Return the data below verbatim, line for line, omitting the picture.

[Position annotation data]
(begin)

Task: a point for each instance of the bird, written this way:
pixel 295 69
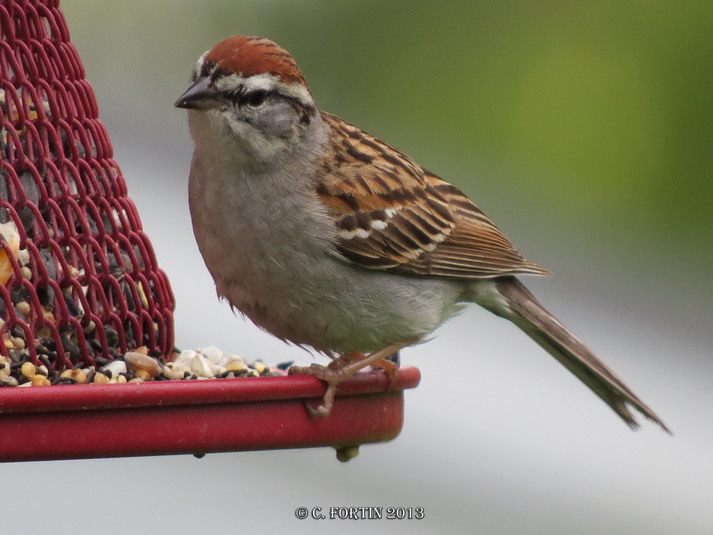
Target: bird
pixel 331 239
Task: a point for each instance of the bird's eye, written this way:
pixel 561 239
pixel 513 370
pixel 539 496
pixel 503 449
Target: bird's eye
pixel 256 98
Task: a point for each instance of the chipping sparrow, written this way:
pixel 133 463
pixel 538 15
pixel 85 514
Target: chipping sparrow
pixel 327 237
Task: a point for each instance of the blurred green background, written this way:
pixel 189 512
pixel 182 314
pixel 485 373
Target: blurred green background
pixel 583 129
pixel 575 125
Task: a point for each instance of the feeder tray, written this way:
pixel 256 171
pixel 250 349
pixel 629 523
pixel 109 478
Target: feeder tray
pixel 80 287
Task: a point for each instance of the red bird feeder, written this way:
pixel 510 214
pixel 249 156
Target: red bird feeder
pixel 80 287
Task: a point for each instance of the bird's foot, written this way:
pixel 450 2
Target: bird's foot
pixel 342 368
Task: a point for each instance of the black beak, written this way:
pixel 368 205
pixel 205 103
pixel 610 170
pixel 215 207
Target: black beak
pixel 201 95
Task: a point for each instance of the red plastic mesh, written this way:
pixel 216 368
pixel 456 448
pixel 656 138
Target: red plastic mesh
pixel 82 284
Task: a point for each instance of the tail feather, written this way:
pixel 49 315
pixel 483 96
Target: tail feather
pixel 523 309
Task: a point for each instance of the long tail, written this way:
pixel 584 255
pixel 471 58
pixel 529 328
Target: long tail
pixel 522 308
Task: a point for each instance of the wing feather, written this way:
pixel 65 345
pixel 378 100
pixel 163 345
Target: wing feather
pixel 393 214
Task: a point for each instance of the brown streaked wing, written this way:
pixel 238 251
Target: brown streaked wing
pixel 392 214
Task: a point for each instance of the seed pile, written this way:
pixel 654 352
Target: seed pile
pixel 135 367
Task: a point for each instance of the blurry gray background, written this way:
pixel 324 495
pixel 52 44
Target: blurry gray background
pixel 585 130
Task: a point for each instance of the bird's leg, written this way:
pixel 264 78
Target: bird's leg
pixel 344 367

(end)

§ **Task solution**:
Task: a point for each instance of the bird, written this way:
pixel 295 69
Target: bird
pixel 331 239
Task: a point for each instance of the bird's eye, written this way:
pixel 561 239
pixel 513 370
pixel 539 496
pixel 503 449
Target: bird's eye
pixel 256 98
Task: a point for each instance of the chipping sparrow, written this way:
pixel 133 463
pixel 538 15
pixel 85 514
Target: chipping sparrow
pixel 327 237
Task: a point for each instance of the blurred green background, written this way:
pixel 189 512
pixel 182 314
pixel 485 373
Target: blurred green background
pixel 583 129
pixel 575 125
Task: a point for each instance of the feeder tray, written this way:
pixel 256 171
pixel 250 349
pixel 629 523
pixel 109 478
Target: feeder tray
pixel 80 287
Task: a point for each instance of the red bird feeder, written this way:
pixel 510 214
pixel 249 156
Target: red bird feeder
pixel 80 287
Task: a point for each instance of the bird's foot, written this way:
pixel 450 2
Target: bird's foot
pixel 342 368
Task: a point for each instance of the black beak, written this way:
pixel 368 205
pixel 205 103
pixel 610 170
pixel 215 207
Target: black beak
pixel 201 95
Task: a point for each instance of the red plastic mesh, written this way:
pixel 216 368
pixel 456 448
pixel 656 138
Target: red plastic mesh
pixel 82 284
Task: a point for each instance of the tail feather, written this way:
pixel 49 315
pixel 483 96
Target: tail feather
pixel 523 309
Task: a point for each instance of the long tail, written this way:
pixel 584 255
pixel 471 58
pixel 529 328
Target: long tail
pixel 522 308
Task: a point for each instance of the wing feather, written this way:
pixel 65 345
pixel 378 100
pixel 163 345
Target: wing feather
pixel 393 214
Task: a point for each instance of the brown streaked wing, written this way:
pixel 238 251
Target: brown streaked wing
pixel 392 214
Task: a point for each instance of the seed pile, written this way:
pixel 654 352
Target: seed pile
pixel 135 367
Task: a point for each instance of the blurry gray background, written this way:
pixel 324 495
pixel 52 44
Target: blurry gray background
pixel 585 130
Task: a point for each instance of the bird's leg, written this way:
pixel 264 78
Target: bird's leg
pixel 344 367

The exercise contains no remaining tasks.